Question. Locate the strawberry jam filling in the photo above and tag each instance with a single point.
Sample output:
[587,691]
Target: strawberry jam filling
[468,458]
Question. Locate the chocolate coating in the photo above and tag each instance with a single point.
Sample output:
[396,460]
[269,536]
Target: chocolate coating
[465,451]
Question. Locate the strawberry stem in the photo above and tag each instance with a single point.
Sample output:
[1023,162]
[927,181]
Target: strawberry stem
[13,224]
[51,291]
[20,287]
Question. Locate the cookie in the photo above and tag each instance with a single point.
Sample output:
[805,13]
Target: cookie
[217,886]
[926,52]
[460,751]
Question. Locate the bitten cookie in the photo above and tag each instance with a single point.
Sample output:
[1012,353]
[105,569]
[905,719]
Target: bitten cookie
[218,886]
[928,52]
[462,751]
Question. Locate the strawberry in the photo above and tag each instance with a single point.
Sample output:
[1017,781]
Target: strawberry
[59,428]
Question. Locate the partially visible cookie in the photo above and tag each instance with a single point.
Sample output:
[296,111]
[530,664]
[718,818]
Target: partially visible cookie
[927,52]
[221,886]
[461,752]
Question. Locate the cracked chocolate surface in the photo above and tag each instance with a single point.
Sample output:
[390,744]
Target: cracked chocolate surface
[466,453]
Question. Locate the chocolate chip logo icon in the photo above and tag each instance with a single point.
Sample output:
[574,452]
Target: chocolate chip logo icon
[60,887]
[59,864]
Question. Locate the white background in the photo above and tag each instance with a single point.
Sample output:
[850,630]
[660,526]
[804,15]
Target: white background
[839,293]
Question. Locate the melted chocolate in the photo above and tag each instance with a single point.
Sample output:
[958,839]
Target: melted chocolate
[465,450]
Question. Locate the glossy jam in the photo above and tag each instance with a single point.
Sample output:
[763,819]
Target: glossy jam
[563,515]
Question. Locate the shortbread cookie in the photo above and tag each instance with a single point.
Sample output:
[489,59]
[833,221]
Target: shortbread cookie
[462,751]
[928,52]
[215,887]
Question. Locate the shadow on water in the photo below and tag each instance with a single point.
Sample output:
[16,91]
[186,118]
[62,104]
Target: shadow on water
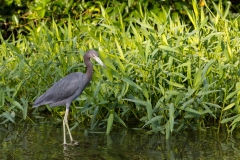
[44,141]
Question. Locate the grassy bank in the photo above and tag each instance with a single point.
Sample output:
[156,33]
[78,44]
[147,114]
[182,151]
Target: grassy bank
[161,71]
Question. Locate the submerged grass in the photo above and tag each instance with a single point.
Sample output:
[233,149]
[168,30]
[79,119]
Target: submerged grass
[161,71]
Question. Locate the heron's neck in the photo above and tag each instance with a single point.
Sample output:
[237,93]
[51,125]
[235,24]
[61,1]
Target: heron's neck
[89,67]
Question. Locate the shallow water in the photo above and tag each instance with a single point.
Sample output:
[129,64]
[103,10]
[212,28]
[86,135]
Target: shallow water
[44,141]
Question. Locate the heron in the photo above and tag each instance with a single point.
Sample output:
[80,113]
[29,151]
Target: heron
[67,89]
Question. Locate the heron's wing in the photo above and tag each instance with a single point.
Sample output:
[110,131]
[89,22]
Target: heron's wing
[63,89]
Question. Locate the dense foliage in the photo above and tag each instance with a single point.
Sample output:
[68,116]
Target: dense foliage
[163,71]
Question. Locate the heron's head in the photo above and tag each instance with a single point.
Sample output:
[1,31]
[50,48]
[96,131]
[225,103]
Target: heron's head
[94,55]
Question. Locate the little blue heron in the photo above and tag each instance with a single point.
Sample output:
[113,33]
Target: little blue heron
[67,89]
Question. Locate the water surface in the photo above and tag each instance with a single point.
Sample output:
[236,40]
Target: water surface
[44,141]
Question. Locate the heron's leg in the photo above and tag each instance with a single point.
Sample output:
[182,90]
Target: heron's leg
[66,122]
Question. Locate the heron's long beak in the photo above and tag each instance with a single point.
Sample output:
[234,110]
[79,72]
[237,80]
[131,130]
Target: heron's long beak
[99,61]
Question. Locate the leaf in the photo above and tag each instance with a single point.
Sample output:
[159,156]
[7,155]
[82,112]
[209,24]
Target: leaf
[118,119]
[207,92]
[149,109]
[119,49]
[171,116]
[167,48]
[174,84]
[229,106]
[226,120]
[138,101]
[186,104]
[192,110]
[109,123]
[213,105]
[154,119]
[131,83]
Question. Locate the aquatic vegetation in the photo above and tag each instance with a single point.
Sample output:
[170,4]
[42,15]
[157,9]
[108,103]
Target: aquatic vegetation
[161,71]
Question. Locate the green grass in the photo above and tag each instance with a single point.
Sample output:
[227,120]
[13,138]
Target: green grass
[161,71]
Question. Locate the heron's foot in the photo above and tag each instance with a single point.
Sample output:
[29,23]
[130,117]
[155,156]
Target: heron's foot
[72,143]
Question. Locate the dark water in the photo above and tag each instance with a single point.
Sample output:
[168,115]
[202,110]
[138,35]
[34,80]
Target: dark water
[44,141]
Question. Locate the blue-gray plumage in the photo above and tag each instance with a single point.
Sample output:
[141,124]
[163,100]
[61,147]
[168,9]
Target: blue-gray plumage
[68,89]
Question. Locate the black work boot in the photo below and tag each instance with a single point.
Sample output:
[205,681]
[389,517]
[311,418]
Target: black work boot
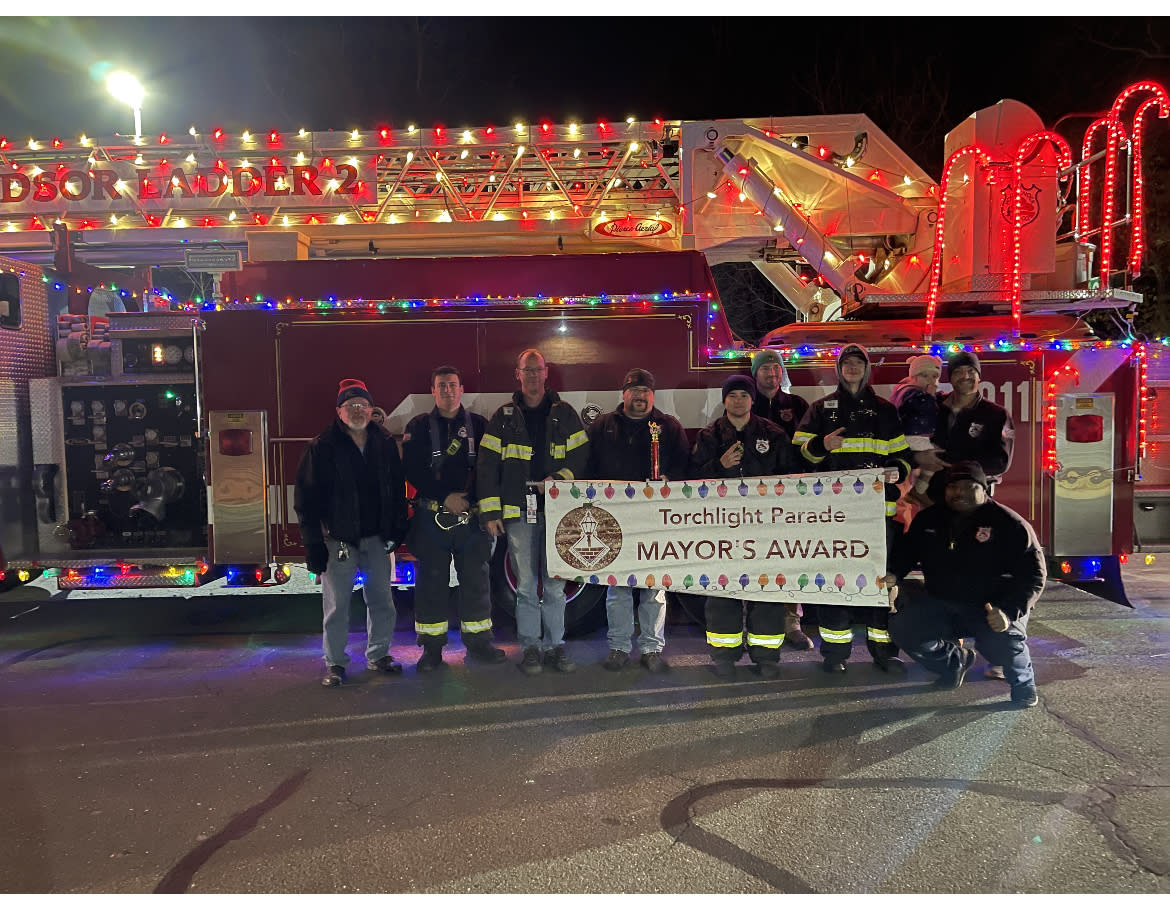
[432,658]
[482,651]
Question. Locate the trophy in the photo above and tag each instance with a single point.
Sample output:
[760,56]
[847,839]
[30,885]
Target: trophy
[655,470]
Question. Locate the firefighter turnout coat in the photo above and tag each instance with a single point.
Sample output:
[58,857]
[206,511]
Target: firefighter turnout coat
[506,455]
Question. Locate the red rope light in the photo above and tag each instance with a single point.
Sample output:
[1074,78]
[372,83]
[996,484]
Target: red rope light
[1143,398]
[936,263]
[1116,133]
[1086,183]
[1029,146]
[1137,240]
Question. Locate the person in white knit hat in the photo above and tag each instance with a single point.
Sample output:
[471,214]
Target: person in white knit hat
[916,405]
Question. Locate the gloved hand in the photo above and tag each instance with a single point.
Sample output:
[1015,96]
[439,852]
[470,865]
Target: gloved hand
[316,557]
[997,619]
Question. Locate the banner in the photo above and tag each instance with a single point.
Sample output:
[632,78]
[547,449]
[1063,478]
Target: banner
[814,538]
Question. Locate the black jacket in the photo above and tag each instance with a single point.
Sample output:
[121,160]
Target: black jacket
[619,448]
[983,432]
[766,449]
[456,470]
[784,410]
[327,487]
[990,556]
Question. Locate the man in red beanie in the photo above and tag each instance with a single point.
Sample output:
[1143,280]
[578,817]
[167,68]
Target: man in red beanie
[351,502]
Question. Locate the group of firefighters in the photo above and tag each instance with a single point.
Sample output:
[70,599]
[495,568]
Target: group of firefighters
[476,481]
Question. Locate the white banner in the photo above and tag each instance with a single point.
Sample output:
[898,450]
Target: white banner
[816,538]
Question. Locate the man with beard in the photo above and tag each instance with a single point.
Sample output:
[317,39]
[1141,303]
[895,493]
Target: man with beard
[983,570]
[351,501]
[637,442]
[850,429]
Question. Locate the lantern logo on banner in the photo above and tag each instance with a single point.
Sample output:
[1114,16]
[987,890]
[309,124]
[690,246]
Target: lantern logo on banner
[589,538]
[1030,204]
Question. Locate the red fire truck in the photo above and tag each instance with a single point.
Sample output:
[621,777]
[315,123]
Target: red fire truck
[158,447]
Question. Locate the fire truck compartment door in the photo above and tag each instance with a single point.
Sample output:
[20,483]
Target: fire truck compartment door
[238,497]
[1082,503]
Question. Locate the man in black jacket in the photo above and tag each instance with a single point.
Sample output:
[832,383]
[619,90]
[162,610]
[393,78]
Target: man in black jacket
[637,441]
[439,452]
[786,411]
[737,445]
[351,502]
[984,571]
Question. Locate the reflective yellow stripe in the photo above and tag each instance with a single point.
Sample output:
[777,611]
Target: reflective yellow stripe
[490,442]
[860,446]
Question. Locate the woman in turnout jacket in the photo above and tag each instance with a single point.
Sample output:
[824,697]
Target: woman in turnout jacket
[735,446]
[848,429]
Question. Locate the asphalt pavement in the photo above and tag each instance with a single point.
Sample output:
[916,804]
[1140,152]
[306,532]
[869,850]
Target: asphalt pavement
[155,744]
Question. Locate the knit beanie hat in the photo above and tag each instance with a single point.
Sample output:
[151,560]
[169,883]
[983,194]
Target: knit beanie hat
[764,357]
[350,388]
[963,358]
[923,364]
[740,383]
[638,378]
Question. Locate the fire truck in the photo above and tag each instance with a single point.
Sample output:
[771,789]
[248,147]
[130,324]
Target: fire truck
[149,441]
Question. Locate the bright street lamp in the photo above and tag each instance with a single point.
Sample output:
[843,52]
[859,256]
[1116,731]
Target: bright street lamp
[125,88]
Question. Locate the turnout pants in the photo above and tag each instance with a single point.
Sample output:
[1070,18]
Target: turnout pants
[837,631]
[434,548]
[337,590]
[727,637]
[835,621]
[928,628]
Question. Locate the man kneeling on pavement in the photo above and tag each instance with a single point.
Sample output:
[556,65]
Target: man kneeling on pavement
[983,571]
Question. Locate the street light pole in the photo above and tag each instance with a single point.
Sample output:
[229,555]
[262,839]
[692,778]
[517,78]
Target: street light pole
[126,88]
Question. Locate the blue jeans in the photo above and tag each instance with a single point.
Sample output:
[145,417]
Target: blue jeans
[926,628]
[619,611]
[337,590]
[535,606]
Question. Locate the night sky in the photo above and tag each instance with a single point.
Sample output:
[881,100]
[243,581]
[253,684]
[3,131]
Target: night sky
[915,76]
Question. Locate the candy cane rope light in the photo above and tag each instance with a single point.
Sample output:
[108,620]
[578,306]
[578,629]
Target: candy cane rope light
[936,263]
[1027,149]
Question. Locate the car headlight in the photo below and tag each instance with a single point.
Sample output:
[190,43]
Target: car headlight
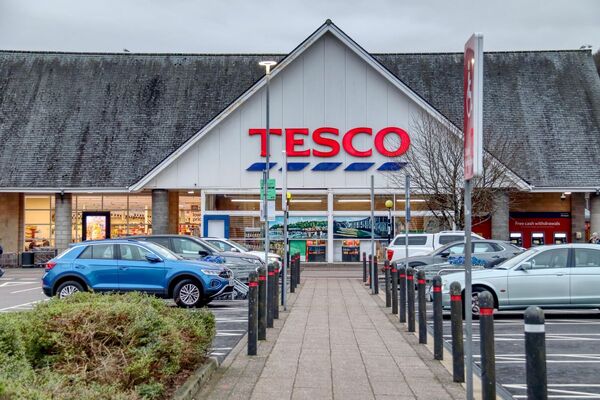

▬▬▬▬▬▬

▶ [Exercise requirements]:
Using the listing above, copy exactly the lines from the one that contains "Question. Locate the knit" through its last line, both included, but not the pictures.

▶ [Finished exercise]:
Question. Locate the knit beanie hat in the photo above and tag each instance with a single point.
Sample output:
[151,560]
[169,883]
[983,194]
Target: knit beanie hat
[764,357]
[350,388]
[963,358]
[923,364]
[740,383]
[638,378]
Question. Locate the fire truck in the photo above and tag each instance with a single point.
Sample output:
[771,789]
[248,147]
[130,324]
Target: fire truck
[149,441]
Question. Locate the bright street lamp in the photo above and tag each instance with a single point.
Sample output:
[843,52]
[859,256]
[1116,731]
Target: bright street lamp
[125,88]
Question. Locate the turnout pants in the photo above and tag each instance with a single point.
Sample output:
[1070,18]
Target: turnout pants
[837,631]
[434,548]
[337,590]
[727,637]
[835,621]
[928,628]
Question. Locate the man kneeling on pavement in the photo above and tag each instance with a single point.
Sample output:
[556,65]
Target: man kneeling on pavement
[983,571]
Question. Locate the street light pole in the photo above and tag each instance with a single point.
Sample output:
[229,555]
[262,839]
[692,778]
[517,78]
Target: street light pole
[126,88]
Question. Locate the blue jeans in the photo above and tag each instance with a single point.
Sample output:
[145,417]
Target: blue jeans
[926,628]
[619,611]
[337,590]
[535,606]
Question. Locate the night sky in the photo above and tag each instance with a single point.
Sample output:
[881,100]
[243,581]
[253,684]
[3,131]
Target: night sky
[915,76]
Question. Locate the candy cane rope light in the photo above and tag each instance with a single point.
Sample output:
[108,620]
[578,306]
[578,629]
Target: candy cane rope light
[936,263]
[1027,149]
Question. Locate the car headlight in the photo below and tag each instance with a single point.
Sample output:
[190,43]
Target: car headlight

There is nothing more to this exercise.